Две влюбленные парочки образуют веселую компанию. Они устраивают себе волшебный месяц. Марина вспоминала: «Сколько сладких пирожных! – все время сладкие пирожные! – и сколько стихов – все время стихи! – и сколько любви: наша влюбленная дружба с Асей (“неразлучные”) – и наша – навеки – любовь с Сережей, и Асина шутливая нежность с Сережей, и моя – настороже – галантность с Борисом, и увлеченность – несмотря на разительную разницу – друг другом Сережи и Бориса – и каток… – и вечера в темном папином кабинете с бюстом Зевса и страшными рассказами – и папа заграницей! – и мы одни вчетвером… сумасбродство, веселье, магия, молодость – шоколад, стихи…» Неудержимый хохот заполняет вечерами весь дом.
С опаской (а Сергей и с тихим ужасом) ждут они возвращения Ивана Владимировича. Он приезжает из Германии 7 октября. Но накануне молодежь еще успевает устроить последнее вольное празднество. «Мы праздновали зараз четыре рождения, – сообщает Марина в письме Волошину, – наши с Сережей, Асино, бывшее 14-го сентября, и заодно Борино будущее, в феврале… и вспоминали нашего незаменимого медведюшку…»
Но это письмо отправлено уже не в Коктебель, а в Париж. Одна из московских газет предложила Волошину стать ее постоянным корреспондентом во Франции – и Максимилиан Александрович, не колеблясь, принимает предложение. Кроме журналистики, у него нет иных средств к существованию, и Париж он любит с давних пор.
Следом за сыном собиралась ехать во Францию через Москву и Пра. Однако обстоятельства заставили ее изменить намерение.

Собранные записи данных

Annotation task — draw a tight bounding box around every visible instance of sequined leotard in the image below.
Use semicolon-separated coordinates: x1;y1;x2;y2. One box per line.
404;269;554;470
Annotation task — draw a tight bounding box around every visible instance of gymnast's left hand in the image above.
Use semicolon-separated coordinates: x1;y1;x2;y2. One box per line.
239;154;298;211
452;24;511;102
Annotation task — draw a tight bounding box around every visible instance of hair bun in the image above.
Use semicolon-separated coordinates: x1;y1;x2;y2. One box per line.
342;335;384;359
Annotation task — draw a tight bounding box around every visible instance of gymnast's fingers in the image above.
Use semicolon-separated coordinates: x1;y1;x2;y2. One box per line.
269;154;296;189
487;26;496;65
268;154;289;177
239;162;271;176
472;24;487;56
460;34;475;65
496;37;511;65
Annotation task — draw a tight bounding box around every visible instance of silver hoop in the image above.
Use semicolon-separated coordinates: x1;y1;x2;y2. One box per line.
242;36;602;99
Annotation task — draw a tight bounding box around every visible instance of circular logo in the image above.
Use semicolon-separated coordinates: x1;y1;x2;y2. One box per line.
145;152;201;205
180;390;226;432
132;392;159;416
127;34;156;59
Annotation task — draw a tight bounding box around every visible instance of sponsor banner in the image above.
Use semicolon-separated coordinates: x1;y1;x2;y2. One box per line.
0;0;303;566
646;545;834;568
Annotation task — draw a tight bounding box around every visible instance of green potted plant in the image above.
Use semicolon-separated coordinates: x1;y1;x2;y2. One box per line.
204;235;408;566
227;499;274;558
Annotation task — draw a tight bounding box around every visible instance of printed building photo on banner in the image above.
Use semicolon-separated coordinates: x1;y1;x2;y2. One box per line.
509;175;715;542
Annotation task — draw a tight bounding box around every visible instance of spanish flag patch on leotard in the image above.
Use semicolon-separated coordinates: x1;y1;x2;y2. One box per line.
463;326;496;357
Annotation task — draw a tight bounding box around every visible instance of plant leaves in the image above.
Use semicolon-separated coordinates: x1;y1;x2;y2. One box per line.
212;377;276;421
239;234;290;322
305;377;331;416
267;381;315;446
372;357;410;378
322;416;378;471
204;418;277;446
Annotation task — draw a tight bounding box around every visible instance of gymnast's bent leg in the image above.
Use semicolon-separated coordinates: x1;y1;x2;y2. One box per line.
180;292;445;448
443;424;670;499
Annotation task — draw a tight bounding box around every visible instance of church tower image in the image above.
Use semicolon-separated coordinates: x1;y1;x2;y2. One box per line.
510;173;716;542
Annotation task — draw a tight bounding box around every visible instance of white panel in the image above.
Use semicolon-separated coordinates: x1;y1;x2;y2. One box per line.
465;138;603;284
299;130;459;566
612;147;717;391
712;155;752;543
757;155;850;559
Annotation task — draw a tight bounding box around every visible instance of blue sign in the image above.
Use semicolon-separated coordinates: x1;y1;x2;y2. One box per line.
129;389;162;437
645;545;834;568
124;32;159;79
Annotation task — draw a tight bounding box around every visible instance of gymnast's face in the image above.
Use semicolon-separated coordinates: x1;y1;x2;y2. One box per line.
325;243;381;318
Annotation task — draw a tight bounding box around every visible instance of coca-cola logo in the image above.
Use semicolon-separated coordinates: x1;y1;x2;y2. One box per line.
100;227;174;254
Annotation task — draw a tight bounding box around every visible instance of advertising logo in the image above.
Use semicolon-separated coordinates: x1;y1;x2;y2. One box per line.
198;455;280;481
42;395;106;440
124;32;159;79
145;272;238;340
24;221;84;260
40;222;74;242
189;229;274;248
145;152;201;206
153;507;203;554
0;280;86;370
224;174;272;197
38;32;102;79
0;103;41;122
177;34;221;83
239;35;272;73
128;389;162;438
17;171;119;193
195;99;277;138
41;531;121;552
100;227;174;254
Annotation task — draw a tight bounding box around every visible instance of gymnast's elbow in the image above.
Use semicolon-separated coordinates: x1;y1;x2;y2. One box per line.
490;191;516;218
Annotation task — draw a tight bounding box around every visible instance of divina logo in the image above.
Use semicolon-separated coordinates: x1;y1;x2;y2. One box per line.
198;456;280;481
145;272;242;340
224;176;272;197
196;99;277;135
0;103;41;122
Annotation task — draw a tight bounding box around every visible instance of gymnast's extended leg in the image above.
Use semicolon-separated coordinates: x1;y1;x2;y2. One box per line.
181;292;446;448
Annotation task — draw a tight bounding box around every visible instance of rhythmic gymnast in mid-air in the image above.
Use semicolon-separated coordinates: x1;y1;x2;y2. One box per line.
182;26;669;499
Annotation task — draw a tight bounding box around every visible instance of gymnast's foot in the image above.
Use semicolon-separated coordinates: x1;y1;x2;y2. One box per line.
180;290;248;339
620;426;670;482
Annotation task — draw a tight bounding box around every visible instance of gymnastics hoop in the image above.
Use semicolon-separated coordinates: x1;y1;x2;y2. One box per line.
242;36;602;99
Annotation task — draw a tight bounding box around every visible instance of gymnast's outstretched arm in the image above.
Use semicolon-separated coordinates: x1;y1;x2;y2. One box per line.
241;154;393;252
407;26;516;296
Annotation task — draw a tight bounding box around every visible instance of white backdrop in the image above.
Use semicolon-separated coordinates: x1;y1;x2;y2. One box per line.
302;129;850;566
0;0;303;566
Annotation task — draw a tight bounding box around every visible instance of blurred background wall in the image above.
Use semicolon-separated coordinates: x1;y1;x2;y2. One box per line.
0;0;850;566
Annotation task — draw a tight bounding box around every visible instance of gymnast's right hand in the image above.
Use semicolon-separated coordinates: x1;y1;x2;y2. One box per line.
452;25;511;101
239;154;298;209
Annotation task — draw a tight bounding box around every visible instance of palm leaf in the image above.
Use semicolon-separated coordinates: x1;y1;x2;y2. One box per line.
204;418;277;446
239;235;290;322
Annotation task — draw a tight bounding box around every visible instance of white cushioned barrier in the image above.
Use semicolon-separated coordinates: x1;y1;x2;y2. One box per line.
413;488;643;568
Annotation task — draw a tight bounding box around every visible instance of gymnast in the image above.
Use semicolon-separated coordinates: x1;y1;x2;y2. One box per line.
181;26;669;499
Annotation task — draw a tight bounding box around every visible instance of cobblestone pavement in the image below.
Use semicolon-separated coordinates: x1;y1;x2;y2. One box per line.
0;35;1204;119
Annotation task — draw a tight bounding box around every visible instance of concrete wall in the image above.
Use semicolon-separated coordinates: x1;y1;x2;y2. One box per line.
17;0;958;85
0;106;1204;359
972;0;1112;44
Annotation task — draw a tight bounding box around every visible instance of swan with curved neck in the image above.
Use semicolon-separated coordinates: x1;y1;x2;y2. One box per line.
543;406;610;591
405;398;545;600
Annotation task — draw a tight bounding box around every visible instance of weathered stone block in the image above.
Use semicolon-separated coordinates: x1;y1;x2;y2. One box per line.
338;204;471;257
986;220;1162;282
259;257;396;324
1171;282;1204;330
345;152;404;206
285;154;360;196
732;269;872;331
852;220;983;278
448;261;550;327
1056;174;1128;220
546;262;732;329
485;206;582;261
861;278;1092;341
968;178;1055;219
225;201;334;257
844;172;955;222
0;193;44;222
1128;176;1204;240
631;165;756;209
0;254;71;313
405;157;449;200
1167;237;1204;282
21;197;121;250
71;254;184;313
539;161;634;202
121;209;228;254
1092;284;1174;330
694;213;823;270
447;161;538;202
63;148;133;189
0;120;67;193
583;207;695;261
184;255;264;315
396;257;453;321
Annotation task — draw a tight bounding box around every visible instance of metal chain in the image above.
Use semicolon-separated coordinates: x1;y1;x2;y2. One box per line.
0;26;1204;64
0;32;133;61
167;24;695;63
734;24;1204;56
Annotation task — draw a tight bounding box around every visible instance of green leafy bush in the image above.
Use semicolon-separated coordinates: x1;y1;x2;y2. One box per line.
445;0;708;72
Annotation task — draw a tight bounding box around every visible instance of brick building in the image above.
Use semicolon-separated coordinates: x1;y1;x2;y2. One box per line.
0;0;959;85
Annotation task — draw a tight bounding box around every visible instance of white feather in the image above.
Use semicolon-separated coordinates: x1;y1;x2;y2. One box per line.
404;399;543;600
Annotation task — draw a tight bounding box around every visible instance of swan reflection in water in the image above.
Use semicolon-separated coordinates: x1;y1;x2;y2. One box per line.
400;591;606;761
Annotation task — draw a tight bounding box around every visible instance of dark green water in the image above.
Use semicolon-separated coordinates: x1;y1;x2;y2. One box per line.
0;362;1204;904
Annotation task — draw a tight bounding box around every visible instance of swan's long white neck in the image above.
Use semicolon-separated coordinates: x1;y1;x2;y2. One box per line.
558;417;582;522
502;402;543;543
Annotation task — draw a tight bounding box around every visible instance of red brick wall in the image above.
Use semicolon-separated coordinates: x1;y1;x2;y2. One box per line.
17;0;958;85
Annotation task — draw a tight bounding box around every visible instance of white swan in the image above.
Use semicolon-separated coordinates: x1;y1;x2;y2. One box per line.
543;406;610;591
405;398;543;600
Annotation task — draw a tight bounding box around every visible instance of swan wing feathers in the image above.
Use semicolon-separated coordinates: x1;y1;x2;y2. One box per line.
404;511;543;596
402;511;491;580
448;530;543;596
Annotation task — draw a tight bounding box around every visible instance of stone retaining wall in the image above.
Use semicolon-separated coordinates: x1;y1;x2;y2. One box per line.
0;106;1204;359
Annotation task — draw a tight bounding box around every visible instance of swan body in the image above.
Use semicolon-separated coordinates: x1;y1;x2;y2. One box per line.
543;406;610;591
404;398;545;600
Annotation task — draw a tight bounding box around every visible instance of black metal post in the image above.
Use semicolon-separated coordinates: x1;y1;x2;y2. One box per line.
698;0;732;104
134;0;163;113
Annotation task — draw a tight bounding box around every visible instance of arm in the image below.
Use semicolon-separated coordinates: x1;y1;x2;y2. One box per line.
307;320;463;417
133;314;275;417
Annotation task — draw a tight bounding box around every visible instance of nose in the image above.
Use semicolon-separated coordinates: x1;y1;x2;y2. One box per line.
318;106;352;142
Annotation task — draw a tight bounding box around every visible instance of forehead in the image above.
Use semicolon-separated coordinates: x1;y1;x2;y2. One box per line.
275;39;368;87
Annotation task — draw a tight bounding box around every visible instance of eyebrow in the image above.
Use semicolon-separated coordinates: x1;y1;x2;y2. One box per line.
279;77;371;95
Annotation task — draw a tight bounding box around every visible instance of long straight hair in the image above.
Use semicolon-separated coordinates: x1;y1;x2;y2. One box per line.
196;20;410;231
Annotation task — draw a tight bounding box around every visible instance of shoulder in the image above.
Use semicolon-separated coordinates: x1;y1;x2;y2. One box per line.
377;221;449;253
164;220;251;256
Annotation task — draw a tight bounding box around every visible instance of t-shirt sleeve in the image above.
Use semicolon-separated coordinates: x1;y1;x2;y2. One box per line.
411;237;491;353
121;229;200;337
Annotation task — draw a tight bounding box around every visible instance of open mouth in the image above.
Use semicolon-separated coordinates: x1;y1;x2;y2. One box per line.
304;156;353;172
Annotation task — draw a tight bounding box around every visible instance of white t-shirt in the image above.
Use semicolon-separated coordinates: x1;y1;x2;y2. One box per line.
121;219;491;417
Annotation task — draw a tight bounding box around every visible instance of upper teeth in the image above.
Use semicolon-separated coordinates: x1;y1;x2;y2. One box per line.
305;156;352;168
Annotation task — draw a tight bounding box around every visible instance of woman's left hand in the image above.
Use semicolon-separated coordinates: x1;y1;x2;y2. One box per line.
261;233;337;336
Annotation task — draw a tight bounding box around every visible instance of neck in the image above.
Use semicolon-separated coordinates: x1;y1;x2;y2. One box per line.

### Требования к заданиям
A: Изложите исходный текст в двух предложениях.
B: Выпишите из записей строки, начиная со строки с «curved neck in the image above.» и заканчивая строкой с «405;398;545;600» включительно.
Текст и записи получены из разных источников.

### Результаты по порядку
A: Две влюблённые пары проводят вместе весёлый месяц, полный стихов, сладких пирожных и смеха, а накануне возвращения Ивана Владимировича из Германии 7 октября устраивают последний праздник, отмечая сразу четыре дня рождения. Марина пишет об этом Волошину уже в Париж, потому что он принял предложение одной из московских газет стать её постоянным корреспондентом во Франции.

B:
Annotation task — draw a tight bounding box around every visible instance of swan with curved neck in the image above.
Use semicolon-separated coordinates: x1;y1;x2;y2. One box per line.
543;406;610;591
405;398;545;600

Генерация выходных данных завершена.